(Data extracted from a collection)
▬▬▬▬▬▬▬▬▬▬
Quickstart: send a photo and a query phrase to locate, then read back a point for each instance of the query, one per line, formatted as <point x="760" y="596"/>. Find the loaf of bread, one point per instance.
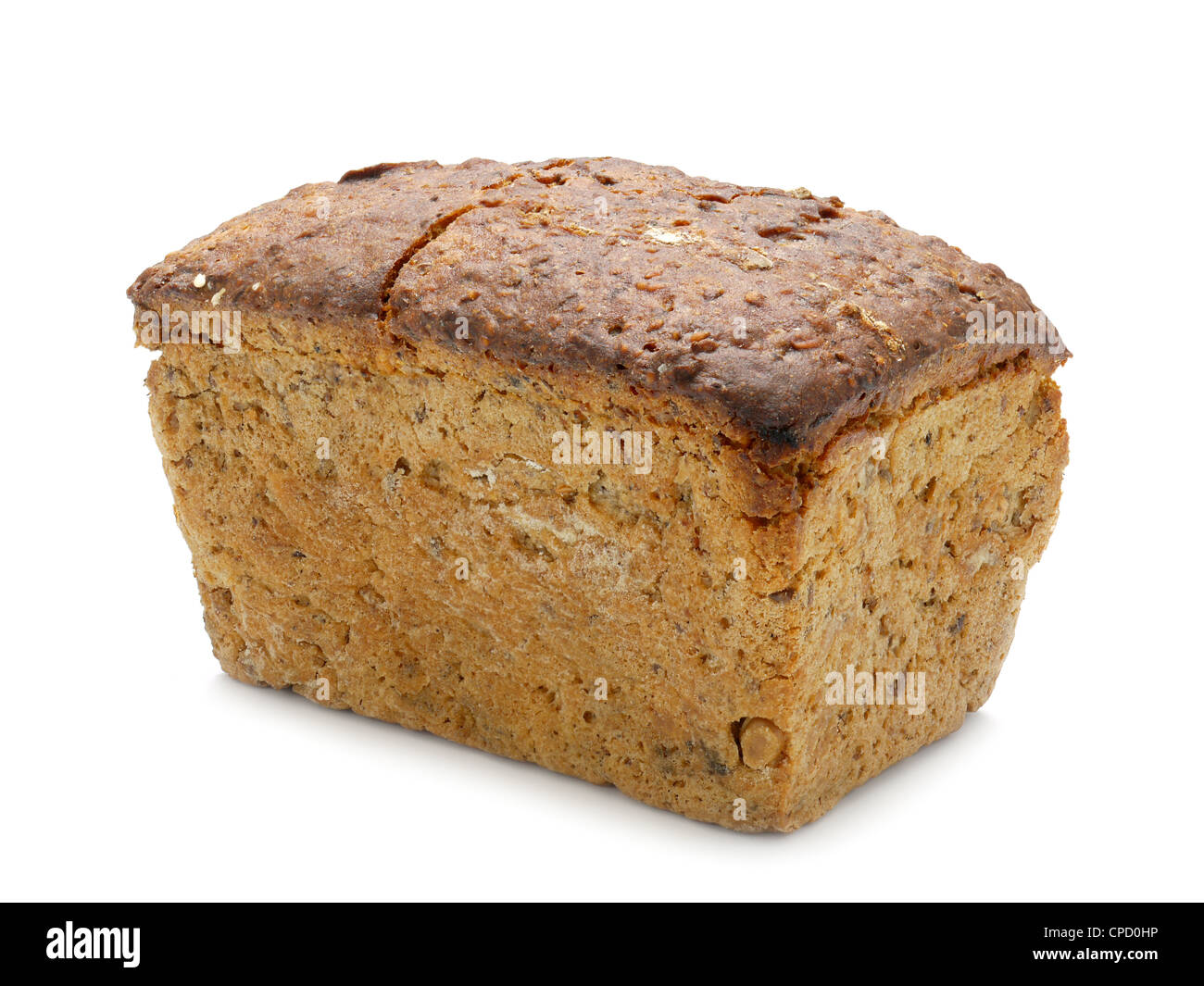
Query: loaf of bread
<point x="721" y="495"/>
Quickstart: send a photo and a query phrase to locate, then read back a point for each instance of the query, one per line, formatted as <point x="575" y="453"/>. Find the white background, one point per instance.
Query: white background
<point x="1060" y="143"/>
▬▬▬▬▬▬▬▬▬▬
Print the entries as they stand, first line through the line holding "background, one point per instance.", with every picture removed.

**Reply to the exercise:**
Quickstart: send a photo and a query phrase to locate, then read back a point for each instance of the query, one per line, formatted as <point x="760" y="596"/>. Find the loaf of bread, one point per instance.
Query: loaf of bread
<point x="721" y="495"/>
Quickstart: send a photo and a query phrase to locate, then read back a point for each instance of the query, one per line, formatted as <point x="575" y="453"/>. Find the white background, one point per instance.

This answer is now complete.